**EXERCISE INSTRUCTIONS:** Convert the stretch of the records that begins with the line containing "image: white plastic" and ends with the line containing "[110,111,160,322]", both of those lines included, into a JSON list of strings with one string per line and blank lines omitted. Include only the lines in that stretch.

Stored entries:
━━━

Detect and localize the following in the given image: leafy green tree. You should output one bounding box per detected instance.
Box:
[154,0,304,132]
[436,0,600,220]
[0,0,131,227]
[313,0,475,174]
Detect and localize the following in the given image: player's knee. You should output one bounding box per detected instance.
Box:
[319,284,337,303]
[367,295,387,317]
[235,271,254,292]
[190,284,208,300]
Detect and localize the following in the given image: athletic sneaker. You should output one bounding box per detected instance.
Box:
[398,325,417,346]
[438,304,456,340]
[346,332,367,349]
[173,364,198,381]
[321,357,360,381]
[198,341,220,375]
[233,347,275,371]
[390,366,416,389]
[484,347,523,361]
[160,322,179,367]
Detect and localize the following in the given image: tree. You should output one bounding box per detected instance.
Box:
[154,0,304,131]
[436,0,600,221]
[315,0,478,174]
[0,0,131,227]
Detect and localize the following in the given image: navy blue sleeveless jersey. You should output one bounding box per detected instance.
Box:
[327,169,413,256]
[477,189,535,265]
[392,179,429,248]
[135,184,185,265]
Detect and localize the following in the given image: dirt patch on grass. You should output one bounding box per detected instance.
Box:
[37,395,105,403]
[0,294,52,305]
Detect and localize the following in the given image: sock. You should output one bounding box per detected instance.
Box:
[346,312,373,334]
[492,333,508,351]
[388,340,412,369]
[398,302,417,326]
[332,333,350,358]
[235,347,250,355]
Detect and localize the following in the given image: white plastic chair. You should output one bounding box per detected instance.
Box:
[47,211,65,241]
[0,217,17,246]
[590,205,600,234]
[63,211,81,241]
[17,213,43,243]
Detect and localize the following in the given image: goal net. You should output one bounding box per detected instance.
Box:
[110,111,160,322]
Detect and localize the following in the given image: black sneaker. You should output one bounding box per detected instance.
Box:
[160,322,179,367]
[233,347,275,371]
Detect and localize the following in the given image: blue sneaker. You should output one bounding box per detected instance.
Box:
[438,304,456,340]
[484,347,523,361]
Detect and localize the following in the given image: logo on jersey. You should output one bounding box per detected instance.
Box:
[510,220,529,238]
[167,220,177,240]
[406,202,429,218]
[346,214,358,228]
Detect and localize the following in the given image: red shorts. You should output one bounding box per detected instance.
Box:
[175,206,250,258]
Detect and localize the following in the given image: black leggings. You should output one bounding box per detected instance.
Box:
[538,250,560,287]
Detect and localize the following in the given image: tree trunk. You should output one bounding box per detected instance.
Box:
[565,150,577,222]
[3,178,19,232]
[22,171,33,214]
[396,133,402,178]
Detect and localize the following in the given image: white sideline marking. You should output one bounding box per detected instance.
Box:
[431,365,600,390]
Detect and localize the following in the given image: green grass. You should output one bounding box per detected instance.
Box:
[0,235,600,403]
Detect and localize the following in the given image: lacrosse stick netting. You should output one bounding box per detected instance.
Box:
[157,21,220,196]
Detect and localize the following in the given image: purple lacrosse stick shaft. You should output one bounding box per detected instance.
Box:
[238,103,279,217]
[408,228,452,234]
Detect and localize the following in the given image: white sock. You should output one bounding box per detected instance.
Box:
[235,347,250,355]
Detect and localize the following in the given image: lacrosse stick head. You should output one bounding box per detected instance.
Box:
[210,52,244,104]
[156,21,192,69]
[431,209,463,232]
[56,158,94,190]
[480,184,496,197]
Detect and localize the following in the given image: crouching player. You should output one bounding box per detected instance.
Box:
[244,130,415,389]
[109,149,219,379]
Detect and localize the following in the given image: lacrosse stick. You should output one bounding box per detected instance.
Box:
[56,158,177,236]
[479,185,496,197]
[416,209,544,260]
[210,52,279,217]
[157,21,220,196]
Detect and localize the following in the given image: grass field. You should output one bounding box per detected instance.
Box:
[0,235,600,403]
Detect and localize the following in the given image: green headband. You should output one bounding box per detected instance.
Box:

━━━

**TASK SOLUTION:**
[
  "Detect and localize the following in the given image: white plastic chair. You should output one bounding box per detected instance.",
  "Box:",
  "[47,211,65,241]",
  "[0,217,17,246]",
  "[590,205,600,234]",
  "[63,211,81,241]",
  "[17,213,43,243]",
  "Detect and localize the following in the given image: goal net. You should output one bounding box per detected instance.",
  "Box:",
  "[110,111,160,322]"
]